> WHAT TO PRODUCE
Copy out every one of the records below word for word.

> MATERIAL SUPPLIED
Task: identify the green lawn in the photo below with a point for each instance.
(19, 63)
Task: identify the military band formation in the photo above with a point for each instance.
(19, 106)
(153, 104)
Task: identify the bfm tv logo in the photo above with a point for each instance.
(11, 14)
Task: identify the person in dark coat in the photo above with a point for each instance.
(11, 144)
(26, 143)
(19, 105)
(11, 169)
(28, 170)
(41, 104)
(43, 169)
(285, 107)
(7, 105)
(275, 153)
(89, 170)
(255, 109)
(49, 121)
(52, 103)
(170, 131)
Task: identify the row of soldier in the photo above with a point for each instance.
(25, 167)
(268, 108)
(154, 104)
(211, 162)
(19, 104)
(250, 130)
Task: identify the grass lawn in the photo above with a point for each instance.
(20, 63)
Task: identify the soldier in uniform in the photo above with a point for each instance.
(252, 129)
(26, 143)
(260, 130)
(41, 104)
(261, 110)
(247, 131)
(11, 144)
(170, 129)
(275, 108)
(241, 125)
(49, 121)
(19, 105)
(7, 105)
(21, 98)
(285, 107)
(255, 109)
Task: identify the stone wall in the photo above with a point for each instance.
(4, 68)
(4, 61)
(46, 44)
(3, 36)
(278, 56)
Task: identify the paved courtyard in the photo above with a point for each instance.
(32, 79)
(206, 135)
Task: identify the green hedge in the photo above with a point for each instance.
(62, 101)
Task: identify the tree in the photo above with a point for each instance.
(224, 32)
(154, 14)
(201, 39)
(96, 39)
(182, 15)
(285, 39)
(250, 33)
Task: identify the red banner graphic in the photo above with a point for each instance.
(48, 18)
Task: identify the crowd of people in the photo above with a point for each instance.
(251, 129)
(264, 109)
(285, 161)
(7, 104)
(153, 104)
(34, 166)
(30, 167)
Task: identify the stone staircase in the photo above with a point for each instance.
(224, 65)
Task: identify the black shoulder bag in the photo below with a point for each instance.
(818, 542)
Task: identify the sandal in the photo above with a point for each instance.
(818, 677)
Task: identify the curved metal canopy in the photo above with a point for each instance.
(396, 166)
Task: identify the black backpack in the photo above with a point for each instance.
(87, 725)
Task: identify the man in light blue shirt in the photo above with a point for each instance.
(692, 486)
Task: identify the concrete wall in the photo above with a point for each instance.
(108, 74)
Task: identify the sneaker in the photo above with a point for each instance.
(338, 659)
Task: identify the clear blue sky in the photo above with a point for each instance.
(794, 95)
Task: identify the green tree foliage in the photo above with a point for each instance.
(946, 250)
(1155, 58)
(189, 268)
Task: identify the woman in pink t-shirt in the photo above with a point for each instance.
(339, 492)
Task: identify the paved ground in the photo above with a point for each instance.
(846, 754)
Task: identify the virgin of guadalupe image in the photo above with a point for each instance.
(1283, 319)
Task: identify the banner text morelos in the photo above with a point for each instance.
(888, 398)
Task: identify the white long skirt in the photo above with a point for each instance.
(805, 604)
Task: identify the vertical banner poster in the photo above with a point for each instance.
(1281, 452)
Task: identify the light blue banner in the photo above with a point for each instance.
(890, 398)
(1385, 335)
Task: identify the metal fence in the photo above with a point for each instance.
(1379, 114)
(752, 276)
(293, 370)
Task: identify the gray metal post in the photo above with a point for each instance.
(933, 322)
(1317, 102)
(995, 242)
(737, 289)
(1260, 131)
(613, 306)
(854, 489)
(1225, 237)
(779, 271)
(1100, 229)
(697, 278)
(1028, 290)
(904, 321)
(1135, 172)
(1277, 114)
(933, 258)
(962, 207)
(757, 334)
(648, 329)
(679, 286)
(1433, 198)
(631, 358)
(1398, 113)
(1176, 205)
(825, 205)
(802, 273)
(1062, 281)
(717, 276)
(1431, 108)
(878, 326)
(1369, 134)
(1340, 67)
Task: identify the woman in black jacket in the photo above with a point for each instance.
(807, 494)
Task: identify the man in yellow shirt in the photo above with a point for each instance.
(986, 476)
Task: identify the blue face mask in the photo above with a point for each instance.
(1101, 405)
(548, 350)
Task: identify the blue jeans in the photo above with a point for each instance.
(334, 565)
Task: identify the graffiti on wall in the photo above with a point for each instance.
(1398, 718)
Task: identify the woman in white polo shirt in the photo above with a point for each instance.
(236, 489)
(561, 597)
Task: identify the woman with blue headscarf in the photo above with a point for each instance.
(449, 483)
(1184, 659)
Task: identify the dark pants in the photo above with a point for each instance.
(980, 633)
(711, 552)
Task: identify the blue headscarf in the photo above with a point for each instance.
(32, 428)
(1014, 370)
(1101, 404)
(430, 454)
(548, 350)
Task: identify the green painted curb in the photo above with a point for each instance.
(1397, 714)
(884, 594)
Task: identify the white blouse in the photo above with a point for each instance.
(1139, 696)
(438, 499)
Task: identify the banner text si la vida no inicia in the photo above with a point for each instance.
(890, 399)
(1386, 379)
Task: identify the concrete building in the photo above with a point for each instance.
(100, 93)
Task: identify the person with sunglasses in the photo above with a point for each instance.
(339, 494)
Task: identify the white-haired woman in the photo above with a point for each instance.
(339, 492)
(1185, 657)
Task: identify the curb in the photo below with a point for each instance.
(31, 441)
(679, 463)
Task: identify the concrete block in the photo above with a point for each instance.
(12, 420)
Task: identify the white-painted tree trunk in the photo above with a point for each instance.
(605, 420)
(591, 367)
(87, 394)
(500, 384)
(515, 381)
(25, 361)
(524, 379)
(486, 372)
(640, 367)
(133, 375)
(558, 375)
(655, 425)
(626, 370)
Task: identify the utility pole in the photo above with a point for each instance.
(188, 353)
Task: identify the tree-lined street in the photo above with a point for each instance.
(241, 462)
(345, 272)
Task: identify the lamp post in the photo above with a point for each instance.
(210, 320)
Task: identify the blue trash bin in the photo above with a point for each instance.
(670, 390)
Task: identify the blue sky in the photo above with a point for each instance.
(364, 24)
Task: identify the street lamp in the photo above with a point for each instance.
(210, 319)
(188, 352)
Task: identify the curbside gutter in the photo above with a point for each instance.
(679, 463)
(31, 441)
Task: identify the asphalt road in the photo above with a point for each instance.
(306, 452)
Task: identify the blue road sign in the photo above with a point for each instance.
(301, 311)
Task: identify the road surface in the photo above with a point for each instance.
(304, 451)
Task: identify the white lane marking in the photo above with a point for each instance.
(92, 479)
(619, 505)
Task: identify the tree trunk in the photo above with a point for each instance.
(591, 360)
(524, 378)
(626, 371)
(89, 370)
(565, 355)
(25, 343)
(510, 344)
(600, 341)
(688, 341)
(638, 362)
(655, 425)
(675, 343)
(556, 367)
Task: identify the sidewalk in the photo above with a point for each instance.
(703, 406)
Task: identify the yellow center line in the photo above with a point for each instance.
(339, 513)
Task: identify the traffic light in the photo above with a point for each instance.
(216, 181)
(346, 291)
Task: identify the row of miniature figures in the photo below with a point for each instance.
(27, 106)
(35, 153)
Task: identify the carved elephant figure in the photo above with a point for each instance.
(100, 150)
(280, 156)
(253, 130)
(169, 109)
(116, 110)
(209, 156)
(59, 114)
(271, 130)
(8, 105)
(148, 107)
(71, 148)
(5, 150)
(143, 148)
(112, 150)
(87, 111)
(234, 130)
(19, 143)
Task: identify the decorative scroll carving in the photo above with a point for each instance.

> EXERCISE RESPONSE
Task: identify the green lawn in the photo below with a point for each instance.
(19, 63)
Task: identify the military band formation in the photo above with a point for each instance.
(19, 106)
(153, 104)
Task: identify the bfm tv logo in the photo above with a point for each instance.
(11, 14)
Task: identify the person in dark coat in the photo above with a point for each instance.
(11, 144)
(26, 143)
(19, 105)
(11, 169)
(28, 170)
(41, 104)
(43, 169)
(285, 107)
(7, 105)
(275, 153)
(89, 170)
(255, 109)
(49, 121)
(52, 103)
(170, 131)
Task: identify the row of soldier in the photo above with a point for each instance.
(25, 167)
(268, 108)
(154, 104)
(211, 162)
(19, 104)
(250, 130)
Task: identify the grass lawn in the photo above with a point for each instance.
(20, 63)
Task: identify the soldier in uniform in the photo above with a point for each instance.
(252, 129)
(26, 143)
(260, 130)
(41, 104)
(261, 110)
(247, 131)
(11, 144)
(170, 129)
(275, 108)
(241, 125)
(49, 121)
(19, 105)
(7, 105)
(21, 98)
(285, 107)
(255, 109)
Task: identify the stone wall in the photo above with a point for each instance.
(4, 68)
(4, 61)
(46, 44)
(3, 36)
(278, 56)
Task: identify the paved courtyard in the photo above with a point for each instance.
(32, 79)
(206, 135)
Task: identify the green hedge in the photo above with a point for each instance.
(62, 101)
Task: identify the tree in the photo above with a point for each instance.
(224, 32)
(154, 14)
(201, 39)
(96, 39)
(182, 15)
(285, 39)
(250, 33)
Task: identify the red banner graphic in the photo above with a point for each instance.
(48, 18)
Task: identify the crowd of people in the photo above with a point for each instance.
(251, 129)
(264, 109)
(285, 161)
(7, 104)
(153, 104)
(34, 166)
(30, 167)
Task: identify the stone staircase in the photo above with a point for each instance.
(224, 65)
Task: identify the black shoulder bag in the photo below with a point for each instance.
(818, 542)
Task: identify the sandal in the photo above with a point for each instance.
(818, 677)
Task: identify the curved metal canopy in the photo above with a point for each instance.
(396, 166)
Task: identify the black backpack in the photo above with a point for each instance.
(87, 725)
Task: identify the man in light blue shirt in the photo above with a point for each instance.
(692, 486)
Task: identify the concrete wall in the photo above with a point for each instance.
(108, 74)
Task: identify the sneaker in the photo above with a point for each instance.
(338, 659)
Task: identify the clear blue sky in the photo above with a point for each instance.
(794, 95)
Task: identify the green tree foliage in the photo above with a point for each instance.
(946, 250)
(1155, 58)
(189, 268)
Task: identify the woman in pink t-shirt in the photo above with a point for each instance.
(339, 492)
Task: identify the paved ground in the photo above with a point for each instance.
(846, 754)
Task: identify the virgin of guadalupe image in the photo above with a point for each instance.
(1283, 319)
Task: identify the banner text morelos in the photo above with a point for each instance.
(888, 398)
Task: identify the white long skirt in the photo above with a point for each instance.
(805, 604)
Task: identify the vertical banner poster in the photo above with a point for each instance.
(1281, 452)
Task: identify the light blue banner in the photo above with a point for each instance.
(890, 398)
(1385, 335)
Task: identify the metal fence in the photo above with a point for each instance.
(1379, 114)
(752, 276)
(293, 370)
Task: identify the gray metal post in the photo above with a point for each instance.
(933, 322)
(1317, 102)
(995, 242)
(737, 289)
(1260, 131)
(613, 306)
(854, 489)
(1225, 237)
(779, 271)
(1100, 229)
(697, 278)
(1028, 290)
(904, 321)
(1135, 172)
(1277, 114)
(933, 258)
(962, 207)
(757, 334)
(648, 329)
(679, 286)
(1433, 198)
(631, 358)
(1398, 113)
(1176, 205)
(825, 205)
(802, 273)
(1062, 281)
(717, 276)
(1431, 108)
(878, 326)
(1369, 134)
(1340, 67)
Task: identify the woman in black jacket in the photo above with a point for each instance.
(807, 494)
Task: identify the man in yellow shirt in the photo above with a point for each instance.
(986, 476)
Task: identify the blue face mask in the photo above with a point for each instance.
(1101, 405)
(548, 350)
Task: identify the blue jeans in the photo above with a point for each instance.
(334, 565)
Task: identify the graffiti on wall in the photo above with a point for each instance.
(1398, 718)
Task: identify the woman in white polo shirt in the photo above with a point for each instance.
(236, 489)
(561, 597)
Task: identify the woman with blue headscarf in the photo above with a point for each instance.
(449, 483)
(1184, 659)
Task: identify the dark pants in the photo above with a point for each instance.
(980, 633)
(711, 552)
Task: identify the blue headscarf in the photo above with a point for each instance.
(32, 428)
(1014, 370)
(1101, 404)
(430, 454)
(548, 350)
Task: identify the green painted curb in the photo above with a point for each instance.
(1397, 714)
(884, 594)
Task: identify the white blouse in the photo above with a point for each instance.
(1139, 696)
(438, 499)
Task: identify the banner text si la vida no inicia in the photo above with a point for each instance.
(890, 399)
(1386, 379)
Task: identify the concrete building in the photo above with a point for each instance.
(100, 93)
Task: identify the person with sunglasses in the photo above with a point for each instance.
(339, 494)
Task: identify the white-haired woman in the photo above with a point for each instance.
(339, 492)
(1185, 657)
Task: identify the curb in the photo below with a point for each instance.
(31, 441)
(679, 463)
Task: identify the concrete block in the photo above with a point for each instance.
(12, 420)
Task: identify the white-painted tree trunk in the photo above with a point for each instance.
(605, 420)
(591, 367)
(87, 394)
(500, 384)
(515, 381)
(25, 361)
(524, 379)
(486, 372)
(640, 367)
(133, 375)
(558, 375)
(655, 425)
(626, 370)
Task: identify the utility pole in the photo above with a point for each instance.
(188, 353)
Task: identify the tree-lined street in the photo above with a point for each instance.
(241, 462)
(345, 272)
Task: identify the lamp post in the photo above with a point for each instance.
(210, 320)
Task: identify the blue trash bin in the photo above with a point for each instance.
(670, 390)
Task: identify the blue sky in the photo above with a point for each instance.
(364, 24)
Task: identify the street lamp in the photo above with a point for each instance.
(210, 319)
(188, 352)
Task: identify the curbside gutter in the photo above with a point for each instance.
(679, 463)
(31, 441)
Task: identify the asphalt road in the photo above with a point for each instance.
(306, 452)
Task: identify the blue road sign in the photo above with a point for each instance.
(301, 311)
Task: identify the road surface in the photo above with a point for each instance.
(304, 451)
Task: identify the white lane marking in the photo above with a point for each instance.
(92, 479)
(619, 505)
Task: identify the tree trunk in the photo above with a point for each instance.
(591, 360)
(524, 378)
(626, 371)
(89, 370)
(565, 355)
(25, 343)
(510, 344)
(600, 341)
(688, 341)
(638, 362)
(655, 425)
(675, 343)
(556, 367)
Task: identify the sidewalk in the photo above with a point for each instance.
(703, 406)
Task: identify the yellow center line in the photo above with a point for each instance.
(339, 513)
Task: identify the traffic light in the photo above with a point for each instance.
(216, 181)
(346, 291)
Task: identify the row of miniature figures in the photo below with a point for each instance.
(27, 106)
(35, 153)
Task: identify the carved elephant figure in the photo above with a point for each instance.
(100, 150)
(280, 156)
(253, 130)
(169, 109)
(116, 110)
(209, 156)
(59, 114)
(271, 130)
(8, 105)
(148, 107)
(71, 148)
(5, 150)
(143, 148)
(112, 150)
(87, 111)
(234, 130)
(19, 143)
Task: identify the decorative scroll carving in the photo above with a point for each instance.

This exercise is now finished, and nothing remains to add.